GIVEN REQUEST: Write out the full set of records below exactly.

Entries from a dataset:

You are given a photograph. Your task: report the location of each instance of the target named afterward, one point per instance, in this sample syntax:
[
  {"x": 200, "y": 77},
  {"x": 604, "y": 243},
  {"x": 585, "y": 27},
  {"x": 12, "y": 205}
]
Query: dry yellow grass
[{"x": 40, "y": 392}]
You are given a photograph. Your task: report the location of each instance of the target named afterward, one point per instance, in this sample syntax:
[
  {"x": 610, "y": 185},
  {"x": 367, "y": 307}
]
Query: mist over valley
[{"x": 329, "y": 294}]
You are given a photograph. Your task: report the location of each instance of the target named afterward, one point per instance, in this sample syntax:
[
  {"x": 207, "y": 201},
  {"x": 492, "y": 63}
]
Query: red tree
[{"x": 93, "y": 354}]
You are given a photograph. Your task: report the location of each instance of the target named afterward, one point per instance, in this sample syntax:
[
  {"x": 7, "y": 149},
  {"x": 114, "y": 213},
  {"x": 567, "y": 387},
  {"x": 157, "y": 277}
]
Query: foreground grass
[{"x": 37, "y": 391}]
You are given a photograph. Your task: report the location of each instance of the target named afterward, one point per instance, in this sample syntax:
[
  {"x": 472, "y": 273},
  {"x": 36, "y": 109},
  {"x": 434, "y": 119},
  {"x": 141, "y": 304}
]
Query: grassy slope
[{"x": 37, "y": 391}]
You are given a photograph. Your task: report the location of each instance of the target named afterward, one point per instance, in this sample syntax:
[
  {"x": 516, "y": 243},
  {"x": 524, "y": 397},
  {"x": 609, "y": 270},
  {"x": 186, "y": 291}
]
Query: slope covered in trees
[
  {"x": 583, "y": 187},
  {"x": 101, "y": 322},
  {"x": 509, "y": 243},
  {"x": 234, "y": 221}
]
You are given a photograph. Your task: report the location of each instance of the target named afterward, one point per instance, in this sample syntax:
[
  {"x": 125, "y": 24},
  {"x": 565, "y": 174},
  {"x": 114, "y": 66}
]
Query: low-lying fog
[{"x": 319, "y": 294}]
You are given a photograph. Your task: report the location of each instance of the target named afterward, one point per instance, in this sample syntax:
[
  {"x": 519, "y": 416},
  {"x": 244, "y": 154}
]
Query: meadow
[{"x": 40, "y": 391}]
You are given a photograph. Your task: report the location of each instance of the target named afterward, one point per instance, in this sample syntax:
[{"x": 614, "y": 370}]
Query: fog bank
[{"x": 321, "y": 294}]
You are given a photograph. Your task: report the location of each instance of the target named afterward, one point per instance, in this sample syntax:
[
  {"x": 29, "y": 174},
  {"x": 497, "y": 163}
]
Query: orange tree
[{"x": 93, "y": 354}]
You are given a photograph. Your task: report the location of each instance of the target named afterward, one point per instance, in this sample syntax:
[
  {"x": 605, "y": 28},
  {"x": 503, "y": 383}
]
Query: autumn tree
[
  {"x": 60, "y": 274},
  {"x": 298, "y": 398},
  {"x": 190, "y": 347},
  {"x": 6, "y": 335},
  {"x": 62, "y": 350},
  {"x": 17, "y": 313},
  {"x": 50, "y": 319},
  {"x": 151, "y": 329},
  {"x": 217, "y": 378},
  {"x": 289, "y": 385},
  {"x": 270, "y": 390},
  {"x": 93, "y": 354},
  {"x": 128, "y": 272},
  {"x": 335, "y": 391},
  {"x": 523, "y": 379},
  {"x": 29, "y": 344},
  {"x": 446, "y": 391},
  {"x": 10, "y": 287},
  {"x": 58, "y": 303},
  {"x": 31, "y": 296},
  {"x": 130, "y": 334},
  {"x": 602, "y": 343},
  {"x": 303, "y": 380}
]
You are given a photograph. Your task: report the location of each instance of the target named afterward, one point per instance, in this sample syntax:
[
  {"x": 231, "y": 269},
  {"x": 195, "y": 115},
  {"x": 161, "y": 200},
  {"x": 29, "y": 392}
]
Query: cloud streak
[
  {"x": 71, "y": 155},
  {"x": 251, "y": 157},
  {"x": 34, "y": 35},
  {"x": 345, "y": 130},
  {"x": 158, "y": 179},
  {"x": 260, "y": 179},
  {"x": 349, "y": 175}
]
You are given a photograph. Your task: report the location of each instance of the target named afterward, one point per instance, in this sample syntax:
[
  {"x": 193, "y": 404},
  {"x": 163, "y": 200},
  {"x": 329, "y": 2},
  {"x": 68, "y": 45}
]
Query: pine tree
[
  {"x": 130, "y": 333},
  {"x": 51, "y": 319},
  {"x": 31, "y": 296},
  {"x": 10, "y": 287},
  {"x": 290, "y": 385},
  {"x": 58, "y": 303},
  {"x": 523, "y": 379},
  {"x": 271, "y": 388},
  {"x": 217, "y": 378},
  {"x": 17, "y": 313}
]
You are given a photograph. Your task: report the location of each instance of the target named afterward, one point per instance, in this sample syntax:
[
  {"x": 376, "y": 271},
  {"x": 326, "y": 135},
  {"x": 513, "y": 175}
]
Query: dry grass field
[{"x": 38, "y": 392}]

PROBLEM SOLUTION:
You are given a photograph. Your task: report the location of each instance of the target named afterward, one point per instance, in this sample syntax:
[
  {"x": 200, "y": 77},
  {"x": 604, "y": 243},
  {"x": 585, "y": 27},
  {"x": 12, "y": 205}
]
Query: dry yellow grass
[{"x": 40, "y": 392}]
You are given a photograph. Your task: report the location of each instance of the target named afterward, one point per instance, in this sample syntax:
[
  {"x": 610, "y": 185},
  {"x": 367, "y": 307}
]
Query: mist over valley
[{"x": 329, "y": 294}]
You are given a photograph. Your task: report the location of each instance of the target named afterward, one point per instance, in this sample syntax:
[
  {"x": 207, "y": 201},
  {"x": 492, "y": 63}
]
Query: red tree
[{"x": 93, "y": 354}]
You are given a photograph. Your task: report the location of each instance of the target named afterward, one point per instance, in this sample syntax:
[
  {"x": 7, "y": 149},
  {"x": 114, "y": 213},
  {"x": 567, "y": 387},
  {"x": 157, "y": 277}
]
Query: foreground grass
[{"x": 37, "y": 391}]
You are given a photograph. Your task: report the location of each instance of the target named afterward, one point per instance, in this sample syntax:
[
  {"x": 472, "y": 273},
  {"x": 36, "y": 109},
  {"x": 434, "y": 119},
  {"x": 141, "y": 304}
]
Query: grassy slope
[{"x": 37, "y": 391}]
You are given a photograph. Your task: report the location of each instance of the target named afterward, one point per instance, in this sample syntax:
[
  {"x": 516, "y": 243},
  {"x": 524, "y": 397},
  {"x": 609, "y": 270},
  {"x": 186, "y": 291}
]
Query: slope covered in trees
[
  {"x": 583, "y": 187},
  {"x": 101, "y": 322},
  {"x": 509, "y": 243},
  {"x": 234, "y": 221}
]
You are given a photograph. Your task: report the location of each instance of the target named afterward, one point per instance, in this sample syntax:
[
  {"x": 125, "y": 24},
  {"x": 565, "y": 174},
  {"x": 114, "y": 66}
]
Query: low-lying fog
[{"x": 319, "y": 294}]
You are given a photograph. Your task: report the location of each instance of the target named afterward, one point per instance, in this sample syntax:
[
  {"x": 519, "y": 416},
  {"x": 244, "y": 154}
]
Query: meadow
[{"x": 40, "y": 391}]
You are given a photograph. Your task: report the location of each instance of the target named afterward, one point per instance, in this sample syntax:
[{"x": 614, "y": 370}]
Query: fog bank
[{"x": 321, "y": 294}]
You are given a photograph. Your task: report the location of each instance of the target named afterward, one point per instance, in this sample syntax:
[
  {"x": 29, "y": 174},
  {"x": 497, "y": 163}
]
Query: orange tree
[{"x": 93, "y": 354}]
You are given a photograph. Your task: report the location of each instance of the target named afterward, one point per instance, in this sample syntax:
[
  {"x": 605, "y": 28},
  {"x": 503, "y": 383}
]
Query: autumn tree
[
  {"x": 60, "y": 274},
  {"x": 298, "y": 398},
  {"x": 190, "y": 347},
  {"x": 6, "y": 335},
  {"x": 62, "y": 350},
  {"x": 17, "y": 313},
  {"x": 50, "y": 319},
  {"x": 151, "y": 329},
  {"x": 217, "y": 378},
  {"x": 289, "y": 385},
  {"x": 270, "y": 390},
  {"x": 93, "y": 354},
  {"x": 128, "y": 272},
  {"x": 335, "y": 391},
  {"x": 523, "y": 379},
  {"x": 29, "y": 344},
  {"x": 446, "y": 391},
  {"x": 10, "y": 287},
  {"x": 58, "y": 303},
  {"x": 31, "y": 296},
  {"x": 130, "y": 334},
  {"x": 602, "y": 343},
  {"x": 303, "y": 380}
]
You are given a photograph. Your task: report the location of each instance of the target named afterward, one point per instance, in this sample syntax:
[
  {"x": 231, "y": 269},
  {"x": 195, "y": 115},
  {"x": 161, "y": 200},
  {"x": 29, "y": 392}
]
Query: cloud streak
[
  {"x": 71, "y": 155},
  {"x": 251, "y": 157},
  {"x": 34, "y": 35},
  {"x": 345, "y": 130},
  {"x": 158, "y": 179},
  {"x": 260, "y": 179},
  {"x": 349, "y": 175}
]
You are given a photograph. Your task: report the location of each instance of the target named afterward, one point per instance, in this sample syntax:
[
  {"x": 193, "y": 404},
  {"x": 163, "y": 200},
  {"x": 329, "y": 2},
  {"x": 68, "y": 45}
]
Query: pine tree
[
  {"x": 130, "y": 333},
  {"x": 51, "y": 319},
  {"x": 31, "y": 296},
  {"x": 10, "y": 287},
  {"x": 290, "y": 385},
  {"x": 58, "y": 303},
  {"x": 523, "y": 379},
  {"x": 271, "y": 388},
  {"x": 217, "y": 378},
  {"x": 17, "y": 313}
]
You are given a photograph. Your task: report the location of each instance of the target named afterward, one point per instance, in this sample syntax:
[
  {"x": 376, "y": 271},
  {"x": 326, "y": 135},
  {"x": 513, "y": 175}
]
Query: dry grass field
[{"x": 38, "y": 392}]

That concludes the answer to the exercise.